INPUT:

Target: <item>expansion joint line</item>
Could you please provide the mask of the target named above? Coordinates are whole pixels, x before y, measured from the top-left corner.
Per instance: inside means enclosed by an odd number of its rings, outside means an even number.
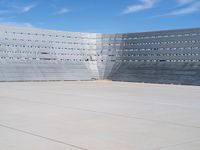
[[[0,124],[0,127],[7,128],[7,129],[10,129],[10,130],[14,130],[14,131],[17,131],[17,132],[20,132],[20,133],[23,133],[23,134],[28,134],[28,135],[31,135],[31,136],[39,137],[39,138],[42,138],[42,139],[45,139],[45,140],[48,140],[48,141],[51,141],[51,142],[55,142],[55,143],[58,143],[58,144],[63,144],[65,146],[73,147],[75,149],[88,150],[86,148],[76,146],[74,144],[66,143],[66,142],[63,142],[63,141],[60,141],[60,140],[57,140],[57,139],[45,137],[45,136],[42,136],[42,135],[39,135],[39,134],[31,133],[29,131],[24,131],[24,130],[17,129],[17,128],[14,128],[14,127],[10,127],[10,126],[7,126],[7,125]]]

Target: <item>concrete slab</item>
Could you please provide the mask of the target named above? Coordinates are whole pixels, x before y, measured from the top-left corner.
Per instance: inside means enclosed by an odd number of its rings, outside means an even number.
[[[200,87],[0,83],[0,149],[199,150]]]

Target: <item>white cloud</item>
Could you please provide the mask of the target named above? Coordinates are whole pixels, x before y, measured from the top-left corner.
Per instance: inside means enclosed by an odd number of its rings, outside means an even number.
[[[59,11],[57,11],[55,14],[56,14],[56,15],[62,15],[62,14],[68,13],[69,11],[70,11],[70,10],[67,9],[67,8],[62,8],[62,9],[60,9]]]
[[[200,11],[200,2],[194,2],[187,7],[170,12],[168,15],[185,15]]]
[[[29,4],[29,5],[18,5],[18,4],[13,4],[12,8],[14,9],[14,11],[18,12],[18,13],[27,13],[29,11],[31,11],[33,8],[35,8],[37,6],[37,4]]]
[[[33,9],[36,5],[35,4],[31,4],[31,5],[26,5],[24,7],[21,8],[21,12],[25,13],[25,12],[29,12],[31,9]]]
[[[140,4],[129,5],[122,14],[130,14],[138,11],[151,9],[154,7],[156,0],[140,0]]]
[[[189,4],[191,2],[194,2],[195,0],[176,0],[176,2],[182,6],[182,5],[186,5],[186,4]]]
[[[34,26],[29,22],[0,22],[1,25],[8,26],[18,26],[18,27],[28,27],[33,28]]]

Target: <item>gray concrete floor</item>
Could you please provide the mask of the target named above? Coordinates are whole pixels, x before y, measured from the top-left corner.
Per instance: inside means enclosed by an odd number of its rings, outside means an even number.
[[[200,87],[0,83],[0,150],[200,150]]]

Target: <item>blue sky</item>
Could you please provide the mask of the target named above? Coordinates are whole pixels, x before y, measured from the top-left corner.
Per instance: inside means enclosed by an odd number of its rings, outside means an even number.
[[[0,0],[0,23],[126,33],[200,27],[200,0]]]

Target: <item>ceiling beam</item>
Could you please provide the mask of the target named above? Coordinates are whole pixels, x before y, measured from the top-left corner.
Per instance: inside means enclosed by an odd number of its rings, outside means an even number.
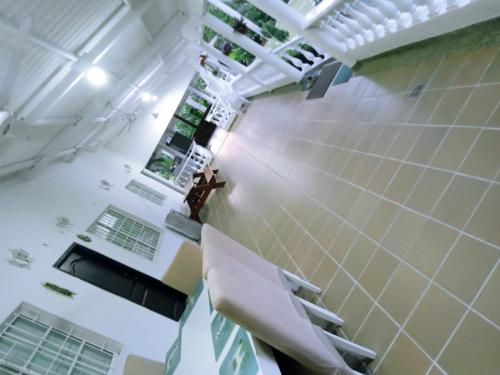
[[[144,75],[144,69],[148,66],[147,63],[151,59],[154,59],[161,51],[172,50],[174,47],[172,46],[172,35],[178,33],[186,20],[186,16],[177,16],[167,24],[156,36],[153,44],[145,47],[137,54],[129,65],[127,73],[120,81],[108,87],[107,90],[104,90],[102,95],[97,96],[88,105],[84,116],[74,126],[66,126],[40,151],[39,156],[42,159],[36,165],[35,169],[39,170],[48,165],[50,161],[57,157],[61,150],[72,146],[80,146],[82,142],[89,142],[95,134],[94,131],[99,131],[99,129],[90,126],[94,118],[102,115],[106,108],[110,108],[113,105],[113,100],[127,89],[129,83],[136,82]],[[97,126],[100,127],[100,124]]]
[[[9,62],[7,64],[7,70],[3,81],[0,83],[0,109],[10,109],[9,104],[11,101],[12,91],[14,90],[14,85],[16,84],[19,67],[21,66],[21,61],[24,56],[26,41],[32,25],[33,18],[28,16],[21,21],[21,25],[19,26],[19,31],[12,46]]]
[[[19,31],[19,27],[12,20],[5,17],[1,13],[0,13],[0,28],[14,34]],[[74,53],[67,51],[62,47],[59,47],[54,42],[48,41],[32,32],[28,33],[28,41],[50,52],[53,52],[56,55],[59,55],[60,57],[66,60],[70,61],[78,60],[78,56],[75,55]]]
[[[92,50],[79,56],[78,60],[71,65],[61,69],[44,88],[31,98],[29,103],[18,114],[18,117],[24,118],[28,123],[36,123],[44,113],[57,104],[82,79],[86,68],[98,62],[122,33],[155,1],[157,0],[147,0],[131,9],[122,4],[122,11],[116,15],[119,20],[102,36],[102,39],[97,43],[94,42],[95,46]]]

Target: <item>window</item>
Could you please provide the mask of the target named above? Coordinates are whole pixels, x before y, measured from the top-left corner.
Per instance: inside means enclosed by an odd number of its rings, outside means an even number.
[[[0,374],[106,375],[121,345],[27,303],[0,325]]]
[[[113,206],[109,206],[87,232],[149,260],[154,259],[160,242],[159,228]]]
[[[156,203],[158,206],[163,205],[166,196],[157,192],[150,187],[141,184],[139,181],[132,180],[128,183],[125,189],[131,191],[132,193],[137,194],[140,197],[146,198],[147,200]]]

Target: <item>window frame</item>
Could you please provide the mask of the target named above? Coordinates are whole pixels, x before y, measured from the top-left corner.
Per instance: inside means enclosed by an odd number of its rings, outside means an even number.
[[[115,215],[110,215],[109,212],[114,212]],[[100,220],[102,220],[106,215],[114,216],[115,218],[116,215],[122,216],[122,223],[118,228],[115,228],[115,223],[113,223],[112,226],[109,226],[106,225],[106,223],[103,221],[100,222]],[[140,233],[134,236],[130,231],[122,231],[125,223],[127,223],[127,225],[132,225],[133,227],[141,226]],[[141,239],[141,235],[145,232],[145,229],[150,232],[150,236],[151,234],[156,234],[156,243],[154,246]],[[107,233],[105,233],[106,231]],[[143,220],[127,211],[121,210],[116,206],[109,205],[87,228],[87,232],[103,239],[104,241],[110,242],[111,244],[118,246],[123,250],[127,250],[132,254],[138,255],[148,261],[154,262],[156,260],[158,251],[160,250],[163,230],[156,225],[153,225],[150,222],[147,222],[146,220]],[[112,237],[108,238],[110,234],[112,235]],[[114,240],[117,238],[121,238],[122,241],[115,242]],[[129,239],[131,241],[128,241]],[[124,246],[126,243],[132,243],[132,241],[134,242],[130,248]],[[142,246],[142,250],[144,250],[144,248],[149,248],[151,250],[149,253],[152,254],[151,257],[145,255],[147,254],[146,251],[141,251],[140,248],[138,249],[136,247],[137,244],[140,244]]]
[[[32,332],[25,331],[14,325],[18,319],[31,322],[34,326],[41,326],[42,328],[45,328],[45,332],[42,336],[33,335]],[[19,333],[12,333],[12,331],[18,331]],[[60,342],[58,344],[54,341],[49,341],[48,337],[51,334],[63,336],[64,340],[62,343]],[[29,336],[32,336],[34,340],[30,339]],[[13,344],[5,354],[0,352],[0,368],[12,374],[23,375],[54,374],[53,371],[48,372],[48,370],[52,369],[52,366],[54,366],[57,362],[62,362],[65,365],[67,364],[69,367],[68,373],[71,373],[74,369],[82,369],[82,366],[84,367],[83,370],[85,370],[85,367],[88,366],[87,369],[91,370],[92,373],[102,375],[116,374],[117,358],[123,348],[122,344],[114,340],[87,328],[76,325],[26,302],[22,302],[2,323],[0,323],[0,340],[1,339],[3,339],[4,342],[13,342]],[[79,342],[78,350],[75,351],[66,346],[69,340],[77,343]],[[16,345],[19,345],[19,343],[25,343],[33,347],[32,352],[29,354],[28,358],[24,360],[22,365],[13,363],[7,359],[10,351],[15,348]],[[109,365],[104,362],[99,363],[98,360],[82,354],[82,351],[85,348],[98,350],[105,353],[107,356],[111,356]],[[43,371],[33,369],[33,360],[37,354],[51,361],[50,365],[45,369],[42,366],[38,366]],[[73,356],[73,358],[71,358],[71,356]],[[88,360],[94,361],[96,365],[89,365]],[[99,365],[103,364],[104,367],[107,366],[107,369],[99,369]],[[37,366],[35,365],[34,367]]]
[[[149,186],[135,179],[130,180],[130,182],[125,186],[125,189],[160,207],[164,205],[167,199],[167,196],[165,194],[162,194],[159,191],[156,191],[155,189],[150,188]]]

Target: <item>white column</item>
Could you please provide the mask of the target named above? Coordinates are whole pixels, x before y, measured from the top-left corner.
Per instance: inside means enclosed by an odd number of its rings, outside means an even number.
[[[324,49],[337,60],[353,66],[356,60],[347,53],[347,46],[335,39],[329,30],[307,28],[309,23],[302,14],[281,0],[248,0],[260,10],[275,18],[293,33],[303,36],[306,40]]]
[[[280,57],[272,54],[267,48],[262,47],[260,44],[255,43],[250,38],[235,32],[231,26],[219,20],[211,14],[203,16],[203,24],[210,27],[217,33],[221,34],[231,42],[238,44],[240,47],[246,49],[248,52],[258,57],[262,61],[275,67],[278,71],[282,72],[294,81],[302,79],[302,73],[295,69],[293,66],[282,60]]]

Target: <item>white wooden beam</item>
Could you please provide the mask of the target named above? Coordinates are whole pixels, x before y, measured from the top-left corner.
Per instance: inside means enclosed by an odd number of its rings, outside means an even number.
[[[258,57],[262,61],[274,66],[277,70],[287,75],[294,81],[300,81],[302,78],[302,73],[295,69],[293,66],[282,60],[279,56],[276,56],[270,51],[261,46],[260,44],[254,42],[252,39],[246,37],[245,35],[236,33],[233,31],[231,26],[219,20],[217,17],[211,14],[205,14],[203,16],[202,22],[222,35],[224,38],[230,40],[231,42],[239,45],[241,48],[246,49],[248,52]]]
[[[122,33],[136,21],[138,15],[142,15],[155,1],[157,0],[141,2],[137,8],[131,10],[122,5],[122,10],[116,15],[119,20],[114,23],[105,35],[102,35],[99,41],[93,41],[94,47],[92,50],[80,56],[78,61],[61,69],[52,81],[24,106],[19,117],[25,118],[28,123],[34,123],[42,117],[44,113],[58,103],[82,79],[85,67],[99,61]]]
[[[0,13],[0,28],[10,33],[17,33],[19,31],[18,26],[16,26],[16,24],[12,20],[8,19],[1,13]],[[59,55],[67,60],[70,61],[78,60],[78,56],[75,55],[74,53],[67,51],[62,47],[59,47],[54,42],[50,42],[32,32],[28,34],[28,41],[50,52],[53,52],[56,55]]]
[[[26,41],[32,24],[33,18],[28,16],[21,21],[21,25],[19,26],[19,32],[17,33],[16,40],[12,46],[12,52],[7,64],[7,70],[5,71],[5,75],[0,85],[0,108],[10,109],[9,104],[11,102],[12,91],[14,90],[17,76],[19,74],[19,68],[21,66],[26,47]]]

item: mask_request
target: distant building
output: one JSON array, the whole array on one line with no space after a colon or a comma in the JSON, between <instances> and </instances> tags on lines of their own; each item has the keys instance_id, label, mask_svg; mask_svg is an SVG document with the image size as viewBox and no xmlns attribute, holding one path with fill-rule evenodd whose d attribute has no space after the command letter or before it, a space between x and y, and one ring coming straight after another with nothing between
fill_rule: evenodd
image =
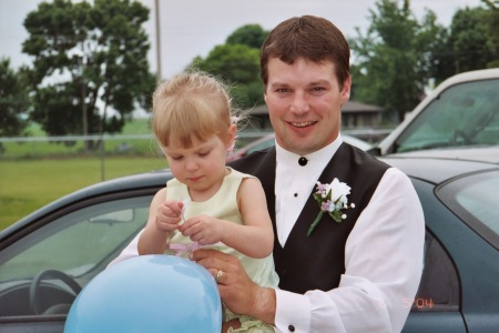
<instances>
[{"instance_id":1,"label":"distant building","mask_svg":"<svg viewBox=\"0 0 499 333\"><path fill-rule=\"evenodd\" d=\"M342 128L378 128L381 123L384 109L377 105L355 101L346 102L342 108ZM249 111L251 127L258 130L272 129L266 104L253 108Z\"/></svg>"}]
</instances>

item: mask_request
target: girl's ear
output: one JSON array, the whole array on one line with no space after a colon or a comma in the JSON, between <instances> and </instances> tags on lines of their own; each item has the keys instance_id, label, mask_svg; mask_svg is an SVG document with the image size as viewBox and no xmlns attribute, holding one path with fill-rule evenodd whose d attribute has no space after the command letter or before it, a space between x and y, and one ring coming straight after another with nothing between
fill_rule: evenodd
<instances>
[{"instance_id":1,"label":"girl's ear","mask_svg":"<svg viewBox=\"0 0 499 333\"><path fill-rule=\"evenodd\" d=\"M235 139L236 139L236 130L237 127L235 123L232 123L228 127L228 132L227 132L227 142L225 143L225 147L227 148L227 150L233 150L234 145L235 145Z\"/></svg>"},{"instance_id":2,"label":"girl's ear","mask_svg":"<svg viewBox=\"0 0 499 333\"><path fill-rule=\"evenodd\" d=\"M342 105L348 102L350 99L350 89L352 89L352 77L348 75L348 79L345 80L343 83L343 90L342 90Z\"/></svg>"}]
</instances>

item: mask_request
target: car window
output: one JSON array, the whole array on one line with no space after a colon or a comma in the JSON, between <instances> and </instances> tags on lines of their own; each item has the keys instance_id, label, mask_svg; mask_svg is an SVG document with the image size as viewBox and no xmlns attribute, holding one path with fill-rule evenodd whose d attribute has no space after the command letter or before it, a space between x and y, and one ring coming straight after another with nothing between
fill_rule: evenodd
<instances>
[{"instance_id":1,"label":"car window","mask_svg":"<svg viewBox=\"0 0 499 333\"><path fill-rule=\"evenodd\" d=\"M425 266L414 300L404 300L413 312L459 311L459 279L452 260L429 231L425 236Z\"/></svg>"},{"instance_id":2,"label":"car window","mask_svg":"<svg viewBox=\"0 0 499 333\"><path fill-rule=\"evenodd\" d=\"M74 293L58 276L68 275L84 286L144 226L151 199L143 195L86 205L45 223L3 249L0 304L6 306L0 305L0 316L44 314L51 305L71 303L74 297L69 295ZM39 283L40 313L33 313L30 286L33 278L42 272L50 274L44 274Z\"/></svg>"},{"instance_id":3,"label":"car window","mask_svg":"<svg viewBox=\"0 0 499 333\"><path fill-rule=\"evenodd\" d=\"M445 90L395 142L395 152L499 144L499 80Z\"/></svg>"},{"instance_id":4,"label":"car window","mask_svg":"<svg viewBox=\"0 0 499 333\"><path fill-rule=\"evenodd\" d=\"M437 195L492 246L499 250L499 170L448 182Z\"/></svg>"}]
</instances>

EXERCISE AIM:
Format the entries from the line with "Target: <item>gray concrete floor</item>" up to and including the line with "[[[0,0],[0,23],[126,33],[200,27],[200,0]]]" as a two-column CSV with the header request,mask. Each entry gets one row, and each field goes in double quotes with any line breaks replaced by spaces.

REPLY:
request,mask
"Target: <item>gray concrete floor</item> Could you please provide the mask of the target named above? Coordinates are whole pixels, x before y, measured from the top-left corner. Per instance: inside means enclosed by an odd number of its rings, outside means an even number.","[[[200,87],[0,83],[0,150],[200,150]]]"
"Target: <item>blue sky</item> Could you please provide the mask of the target named above? Coordinates are whole pixels, x before y, measured from the top-left corner. Per instance: inside means enclosed by an odd number of its rings, outside means an even number.","[[[0,0],[0,23],[126,33],[200,27],[200,0]]]"